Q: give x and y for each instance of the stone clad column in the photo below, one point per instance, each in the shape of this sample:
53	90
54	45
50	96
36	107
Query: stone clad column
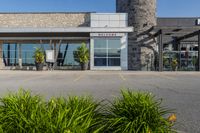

^^^^

■ **Direction**:
Lay out every line of the entries above as a JSON list of strings, one string per line, with blank lines and pictures left out.

■ **Output**:
[
  "Q: give x and y for each instance of the stone clad column in the photo below, one point per instance, each in the shape of this sample:",
  "53\t90",
  "54\t45",
  "50\t96",
  "36\t107",
  "Query: stone clad column"
]